------ Quoted passage ------

Thus militarisation of these newer domains of function has given rise to the new concept of Multi Domain Operations (MDO). It is a continuation of the erstwhile principles of air-land battle but extending to the cyber and space domains. Broadly this concept succeeds the well-known “combined and joint operations” to encompass new domains like space, cyber and technological strides in artificial intelligence and more recently social media with one clear aim of achieving combat superiority over matching adversaries .
The conceptual framework on MDO has evolved rapidly in recent years with even the terminology becoming ever more ambitious, from Multi-Domain Battle to Multi-Domain Operations to All-Domain Operations.
Background
The conceptual evolution of MDO and its subsequent development began a decade ago when military strategists asked the prophetic question: “What after ‘joint’?” This incisive inquiry was spurred by the fact that historical approaches to achieving superiority in the air, land, and sea domains may no longer be valid.

------ Dataset ------

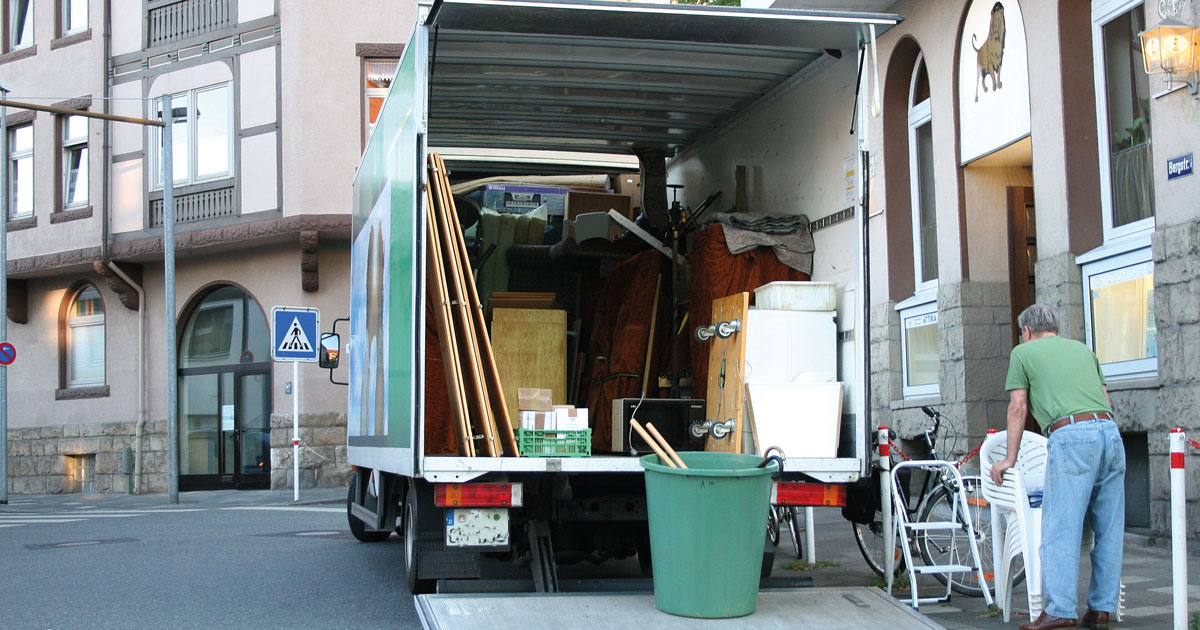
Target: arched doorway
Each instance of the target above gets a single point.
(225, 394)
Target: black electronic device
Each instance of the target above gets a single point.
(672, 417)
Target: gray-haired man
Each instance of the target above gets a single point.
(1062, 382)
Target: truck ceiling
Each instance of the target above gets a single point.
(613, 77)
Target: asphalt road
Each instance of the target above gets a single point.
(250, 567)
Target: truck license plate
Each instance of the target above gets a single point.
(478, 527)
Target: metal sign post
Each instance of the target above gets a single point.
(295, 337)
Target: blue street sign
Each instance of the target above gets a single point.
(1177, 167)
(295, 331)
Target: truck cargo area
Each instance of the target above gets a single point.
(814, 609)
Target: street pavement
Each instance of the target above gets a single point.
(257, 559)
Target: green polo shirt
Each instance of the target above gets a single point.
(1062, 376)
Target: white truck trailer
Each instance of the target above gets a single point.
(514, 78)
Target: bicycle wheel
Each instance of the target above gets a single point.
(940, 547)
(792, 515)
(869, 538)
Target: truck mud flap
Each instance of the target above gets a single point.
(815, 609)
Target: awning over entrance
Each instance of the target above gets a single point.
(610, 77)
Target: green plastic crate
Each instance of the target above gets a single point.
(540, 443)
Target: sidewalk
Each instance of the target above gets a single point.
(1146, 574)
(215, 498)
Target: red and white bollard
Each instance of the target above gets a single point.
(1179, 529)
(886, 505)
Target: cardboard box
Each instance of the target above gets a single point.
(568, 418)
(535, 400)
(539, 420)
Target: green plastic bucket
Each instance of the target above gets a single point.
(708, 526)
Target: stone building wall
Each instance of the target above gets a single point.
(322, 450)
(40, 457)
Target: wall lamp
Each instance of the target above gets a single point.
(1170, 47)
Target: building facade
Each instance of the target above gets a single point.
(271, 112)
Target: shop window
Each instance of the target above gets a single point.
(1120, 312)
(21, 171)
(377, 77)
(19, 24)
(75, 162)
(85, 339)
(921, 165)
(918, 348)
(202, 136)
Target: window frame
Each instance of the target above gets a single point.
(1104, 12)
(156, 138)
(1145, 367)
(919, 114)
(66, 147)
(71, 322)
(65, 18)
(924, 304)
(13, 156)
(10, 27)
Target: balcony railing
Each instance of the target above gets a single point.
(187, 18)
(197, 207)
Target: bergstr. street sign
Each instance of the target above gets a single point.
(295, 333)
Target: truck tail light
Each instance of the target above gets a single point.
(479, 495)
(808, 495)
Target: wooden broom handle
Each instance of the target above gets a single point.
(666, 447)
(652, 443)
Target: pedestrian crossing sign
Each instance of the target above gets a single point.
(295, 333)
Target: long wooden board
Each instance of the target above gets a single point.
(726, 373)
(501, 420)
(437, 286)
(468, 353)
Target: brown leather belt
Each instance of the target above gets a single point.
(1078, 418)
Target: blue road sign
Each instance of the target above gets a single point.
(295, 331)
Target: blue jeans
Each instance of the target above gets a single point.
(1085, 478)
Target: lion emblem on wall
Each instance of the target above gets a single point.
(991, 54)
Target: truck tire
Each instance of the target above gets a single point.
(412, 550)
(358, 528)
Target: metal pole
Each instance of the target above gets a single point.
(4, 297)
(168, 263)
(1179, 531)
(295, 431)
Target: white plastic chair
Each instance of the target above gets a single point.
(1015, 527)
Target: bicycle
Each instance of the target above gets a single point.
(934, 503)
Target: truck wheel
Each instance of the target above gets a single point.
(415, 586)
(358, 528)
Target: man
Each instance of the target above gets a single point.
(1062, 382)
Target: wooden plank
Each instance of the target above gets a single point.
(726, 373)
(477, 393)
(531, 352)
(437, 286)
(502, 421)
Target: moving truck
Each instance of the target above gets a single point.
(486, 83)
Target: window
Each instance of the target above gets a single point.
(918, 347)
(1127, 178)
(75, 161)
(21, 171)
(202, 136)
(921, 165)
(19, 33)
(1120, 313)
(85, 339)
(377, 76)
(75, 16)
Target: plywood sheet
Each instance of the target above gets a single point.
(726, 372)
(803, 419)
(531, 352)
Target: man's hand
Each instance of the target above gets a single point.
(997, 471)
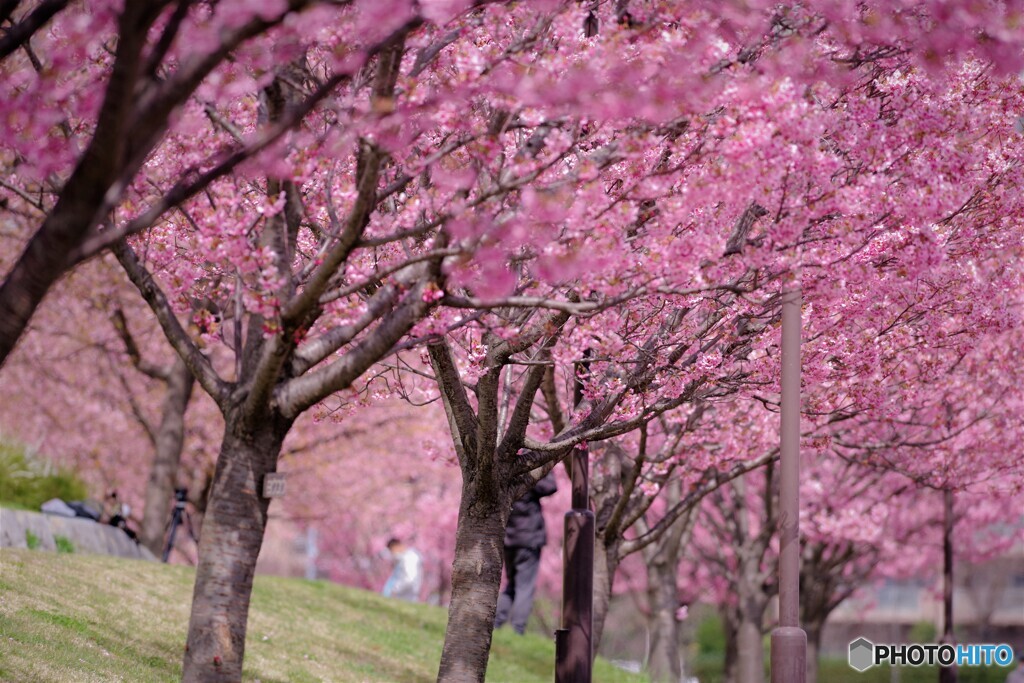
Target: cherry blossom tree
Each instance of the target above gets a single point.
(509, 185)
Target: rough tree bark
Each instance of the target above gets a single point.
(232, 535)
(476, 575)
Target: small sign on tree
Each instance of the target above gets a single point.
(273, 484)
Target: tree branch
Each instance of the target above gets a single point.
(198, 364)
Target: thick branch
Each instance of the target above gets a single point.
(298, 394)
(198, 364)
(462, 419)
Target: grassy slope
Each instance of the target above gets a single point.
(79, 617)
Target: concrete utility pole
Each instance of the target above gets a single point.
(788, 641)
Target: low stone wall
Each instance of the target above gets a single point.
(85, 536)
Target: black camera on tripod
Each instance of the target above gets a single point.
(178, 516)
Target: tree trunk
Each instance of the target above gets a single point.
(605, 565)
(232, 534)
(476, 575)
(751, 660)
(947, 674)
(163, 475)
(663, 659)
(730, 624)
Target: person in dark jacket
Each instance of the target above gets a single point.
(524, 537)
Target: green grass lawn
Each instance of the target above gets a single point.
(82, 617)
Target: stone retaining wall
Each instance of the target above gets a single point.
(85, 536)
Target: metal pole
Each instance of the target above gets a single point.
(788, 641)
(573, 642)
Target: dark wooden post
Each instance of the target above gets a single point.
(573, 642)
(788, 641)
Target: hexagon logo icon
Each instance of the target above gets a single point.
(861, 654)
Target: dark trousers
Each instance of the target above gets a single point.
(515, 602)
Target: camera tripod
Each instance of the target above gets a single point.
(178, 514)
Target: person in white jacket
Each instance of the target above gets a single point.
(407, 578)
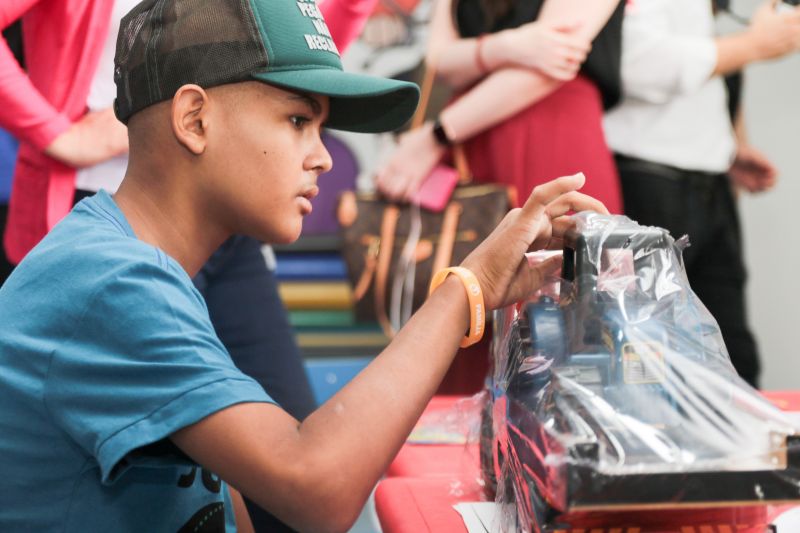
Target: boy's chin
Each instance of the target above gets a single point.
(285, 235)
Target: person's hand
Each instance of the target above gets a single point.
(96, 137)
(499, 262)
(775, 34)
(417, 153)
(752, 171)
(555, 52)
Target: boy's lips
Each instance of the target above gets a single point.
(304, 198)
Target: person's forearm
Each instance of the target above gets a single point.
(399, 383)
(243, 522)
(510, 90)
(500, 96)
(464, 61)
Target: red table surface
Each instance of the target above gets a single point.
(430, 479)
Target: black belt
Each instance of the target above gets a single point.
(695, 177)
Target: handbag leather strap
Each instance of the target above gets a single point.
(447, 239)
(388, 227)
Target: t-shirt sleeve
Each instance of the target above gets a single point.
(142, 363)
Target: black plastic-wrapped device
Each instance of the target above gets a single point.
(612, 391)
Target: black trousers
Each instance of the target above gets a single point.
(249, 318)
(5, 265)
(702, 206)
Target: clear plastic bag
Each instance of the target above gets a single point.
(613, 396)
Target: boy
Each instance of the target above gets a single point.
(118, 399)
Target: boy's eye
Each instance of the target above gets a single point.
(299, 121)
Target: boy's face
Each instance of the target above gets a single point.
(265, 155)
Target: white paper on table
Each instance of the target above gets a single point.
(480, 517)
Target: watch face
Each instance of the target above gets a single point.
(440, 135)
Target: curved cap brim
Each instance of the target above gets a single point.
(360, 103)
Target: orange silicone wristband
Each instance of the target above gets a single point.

------

• **Required tasks**
- a) Reproduce word for word the part of the passage on Multi-Domain Operations that opens with the words containing "The conceptual framework" and closes with "longer be valid.".
- b) Carry the passage on Multi-Domain Operations further, picking up right after its last sentence.

• **Answers by task**
- a)
The conceptual framework on MDO has evolved rapidly in recent years with even the terminology becoming ever more ambitious, from Multi-Domain Battle to Multi-Domain Operations to All-Domain Operations.
Background
The conceptual evolution of MDO and its subsequent development began a decade ago when military strategists asked the prophetic question: “What after ‘joint’?” This incisive inquiry was spurred by the fact that historical approaches to achieving superiority in the air, land, and sea domains may no longer be valid.

- b)
The principal factor driving this phenomenon was a global proliferation of advanced information technology. It was also the consequence of the new National Security Strategy (NSS) and National Defence Strategy (NDS), issued by the US in 2018 against Russia and China, the two peer competitors, who were known to develop strategies to defeat US power by developing new weapons, tactics and anti-access and area-denial (A2/AD) systems. They were investing heavily in the space and cyber domains. Hence in order to maintain supremacy over these competitors, the need to conduct operations in all domains—land, sea, air, space and cyber became an operational imperative.
It legislated the initial objective for the Joint Force in such a conflict to penetrate and disintegrate an adversary’s layered and networked arrays of anti-access and area-denial (A2/AD) systems by conducting rapid and coordinated attacks across all domains. So the central idea of the MDO concept is to disintegrate enemy A2/AD systems and exploit the resultant freedom of manoeuvre to achieve strategic objectives.
Concept of Multi-Domain Operations
Multi-Domain Operations (MDO) is a concept that can achieve competitive advantage over a near-peer adversary by presenting multiple complementary threats where each requires a response, thereby exposing the adversary’s vulnerabilities to other threats.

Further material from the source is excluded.